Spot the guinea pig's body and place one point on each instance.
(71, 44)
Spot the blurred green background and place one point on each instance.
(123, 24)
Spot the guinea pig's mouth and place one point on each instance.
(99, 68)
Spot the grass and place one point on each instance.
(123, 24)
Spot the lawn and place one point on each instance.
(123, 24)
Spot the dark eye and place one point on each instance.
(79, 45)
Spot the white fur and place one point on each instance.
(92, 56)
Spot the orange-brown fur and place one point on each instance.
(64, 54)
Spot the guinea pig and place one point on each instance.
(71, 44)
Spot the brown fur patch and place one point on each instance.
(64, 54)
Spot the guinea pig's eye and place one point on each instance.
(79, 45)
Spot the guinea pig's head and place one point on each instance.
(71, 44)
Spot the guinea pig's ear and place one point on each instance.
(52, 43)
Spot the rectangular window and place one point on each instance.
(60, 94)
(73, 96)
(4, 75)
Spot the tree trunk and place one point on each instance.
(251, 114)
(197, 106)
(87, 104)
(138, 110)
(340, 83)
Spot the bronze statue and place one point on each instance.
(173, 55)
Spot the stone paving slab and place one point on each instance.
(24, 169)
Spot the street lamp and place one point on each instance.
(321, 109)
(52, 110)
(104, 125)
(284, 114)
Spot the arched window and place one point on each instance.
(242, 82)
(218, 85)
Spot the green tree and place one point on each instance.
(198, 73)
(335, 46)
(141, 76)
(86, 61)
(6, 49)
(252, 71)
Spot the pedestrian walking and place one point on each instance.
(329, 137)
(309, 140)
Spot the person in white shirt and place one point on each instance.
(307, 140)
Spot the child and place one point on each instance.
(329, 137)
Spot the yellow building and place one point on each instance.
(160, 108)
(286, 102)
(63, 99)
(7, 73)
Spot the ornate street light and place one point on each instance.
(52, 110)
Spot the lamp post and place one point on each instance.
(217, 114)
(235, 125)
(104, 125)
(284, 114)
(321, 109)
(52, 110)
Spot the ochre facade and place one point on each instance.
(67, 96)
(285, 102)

▶ [Instructions to follow]: Can you reproduce all of the data above word for word, with every line unchanged?

▶ [Completed task]:
Spot the guinea pig's body and place one point on each instance.
(71, 44)
Spot the blurred green background and place one point on each instance.
(123, 24)
Spot the guinea pig's mouth and place one point on each instance.
(99, 68)
Spot the grass and place one point on each instance.
(123, 24)
Spot the lawn and place one point on each instance.
(123, 24)
Spot the dark eye and place one point on each instance.
(79, 45)
Spot the white fur and place one point on each instance.
(92, 56)
Spot the orange-brown fur and place one point on each instance.
(64, 54)
Spot the guinea pig and place one point on each instance.
(71, 44)
Spot the brown fur patch and place one point on each instance.
(64, 54)
Spot the guinea pig's eye and place one point on each instance.
(79, 45)
Spot the guinea pig's head and place one point on each instance.
(71, 44)
Spot the guinea pig's ear and place one point on each instance.
(52, 43)
Spot the rectangular window and place one point on each instance.
(60, 94)
(73, 96)
(4, 75)
Spot the tree trunk and place one point on each instance.
(251, 114)
(197, 106)
(87, 104)
(138, 110)
(340, 83)
Spot the bronze statue and place one point on each instance.
(173, 55)
Spot the stone paving slab and place one point on each instance.
(24, 169)
Spot the street lamp and place one point on each instance.
(321, 109)
(52, 110)
(104, 125)
(284, 114)
Spot the arched window and place one point on each instance.
(242, 82)
(218, 85)
Spot the green tree and place one point on each instance.
(198, 73)
(335, 46)
(141, 76)
(86, 61)
(6, 49)
(252, 71)
Spot the pedestrian walking and place one point on each instance.
(329, 137)
(309, 140)
Spot the person in white shirt and place one point on each instance.
(307, 140)
Spot the child and place one point on each instance.
(329, 137)
Spot the yellow building and place one point on each instance.
(160, 108)
(286, 102)
(63, 99)
(7, 73)
Spot the ornate street light and place one point on each instance.
(52, 110)
Spot the lamp post and place one point on each instance.
(217, 114)
(235, 125)
(104, 125)
(284, 114)
(321, 109)
(52, 110)
Spot the ochre facade and place one point on each instance.
(67, 96)
(285, 102)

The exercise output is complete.